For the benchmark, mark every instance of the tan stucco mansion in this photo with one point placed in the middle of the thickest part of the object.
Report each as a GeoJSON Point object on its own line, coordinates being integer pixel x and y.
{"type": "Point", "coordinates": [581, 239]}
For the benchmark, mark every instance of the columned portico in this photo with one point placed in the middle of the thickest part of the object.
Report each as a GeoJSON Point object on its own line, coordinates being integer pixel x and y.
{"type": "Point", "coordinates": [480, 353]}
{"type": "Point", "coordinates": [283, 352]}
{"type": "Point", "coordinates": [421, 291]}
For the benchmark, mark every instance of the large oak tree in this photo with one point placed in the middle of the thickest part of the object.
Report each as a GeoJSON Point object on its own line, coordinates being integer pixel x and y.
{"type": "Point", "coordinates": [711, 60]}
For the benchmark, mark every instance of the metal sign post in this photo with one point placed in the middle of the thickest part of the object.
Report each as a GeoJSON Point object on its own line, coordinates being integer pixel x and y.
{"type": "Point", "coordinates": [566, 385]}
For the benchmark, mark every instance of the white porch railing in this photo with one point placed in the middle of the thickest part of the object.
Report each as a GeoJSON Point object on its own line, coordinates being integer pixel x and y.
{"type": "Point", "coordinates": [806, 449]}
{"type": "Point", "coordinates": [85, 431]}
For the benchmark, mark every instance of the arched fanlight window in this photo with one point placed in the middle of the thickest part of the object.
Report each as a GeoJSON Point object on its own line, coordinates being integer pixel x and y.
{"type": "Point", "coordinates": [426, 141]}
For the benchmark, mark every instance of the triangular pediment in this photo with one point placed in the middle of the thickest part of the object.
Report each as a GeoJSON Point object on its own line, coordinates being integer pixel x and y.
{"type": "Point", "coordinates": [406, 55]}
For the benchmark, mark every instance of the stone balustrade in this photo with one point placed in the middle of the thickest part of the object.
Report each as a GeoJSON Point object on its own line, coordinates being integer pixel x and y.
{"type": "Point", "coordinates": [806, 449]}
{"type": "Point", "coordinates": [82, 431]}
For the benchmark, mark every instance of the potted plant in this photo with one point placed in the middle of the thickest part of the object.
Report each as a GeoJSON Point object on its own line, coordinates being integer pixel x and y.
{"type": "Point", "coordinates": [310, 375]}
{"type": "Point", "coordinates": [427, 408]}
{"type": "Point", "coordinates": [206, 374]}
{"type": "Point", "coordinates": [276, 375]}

********************

EXERCISE: Change every "thickest part" in all of the data above to "widest part", and reproduce the rest with no other edits.

RESULT BELOW:
For the benchmark, mark every instance of the tan stucco mansion in this photo with one point placed in the middle of the widest part of the object.
Report each as a GeoJSON Point object on its own line, coordinates being integer pixel x and y.
{"type": "Point", "coordinates": [581, 239]}
For the benchmark, mark every instance of the columned portico in this photo with one point placed in the middle of the widest part of the object.
Report each as a GeoJSON Point object on its own line, coordinates being integer pixel x and y.
{"type": "Point", "coordinates": [480, 353]}
{"type": "Point", "coordinates": [283, 352]}
{"type": "Point", "coordinates": [421, 291]}
For the benchmark, mark every instance of the large oak tree in this photo with one point placed in the middle of the widest part of the object.
Report each as a GeoJSON Point object on its own line, coordinates being integer pixel x and y.
{"type": "Point", "coordinates": [711, 60]}
For the benchmark, mark every instance of the metal sign post in this photo with one point placed in the middle of the widest part of the object.
Report each as a GeoJSON Point object on its own line, coordinates being integer pixel x and y.
{"type": "Point", "coordinates": [566, 385]}
For the benchmark, mark every instance of the white porch railing in this photo with one point placed in the middle of the widest part of the object.
Report each as a GeoJSON Point object on its own line, coordinates being integer pixel x and y.
{"type": "Point", "coordinates": [806, 449]}
{"type": "Point", "coordinates": [85, 431]}
For the benchmark, mark every instance of the arched fanlight window in this photo with one point placed in the middle of the widest part of the object.
Report each as a GeoJSON Point object on its own line, coordinates being integer pixel x and y.
{"type": "Point", "coordinates": [426, 141]}
For the benchmark, mark every instance of the triangular pediment in this photo with one point placed in the middle of the widest part of the object.
Report each as a GeoJSON Point object on its own line, coordinates being integer pixel x and y.
{"type": "Point", "coordinates": [406, 55]}
For the benchmark, mark every instance of the stone balustrade in this photo with one point placed in the middle of the widest part of the object.
Report each as a GeoJSON Point object on its own line, coordinates being integer pixel x and y.
{"type": "Point", "coordinates": [806, 449]}
{"type": "Point", "coordinates": [82, 431]}
For the benchmark, mark every instance of the potted plant in this photo with one point placed in the middle of the widest part of the object.
Report each as a GeoJSON Point object on its own line, coordinates being integer pixel x and y.
{"type": "Point", "coordinates": [310, 375]}
{"type": "Point", "coordinates": [427, 408]}
{"type": "Point", "coordinates": [206, 374]}
{"type": "Point", "coordinates": [276, 375]}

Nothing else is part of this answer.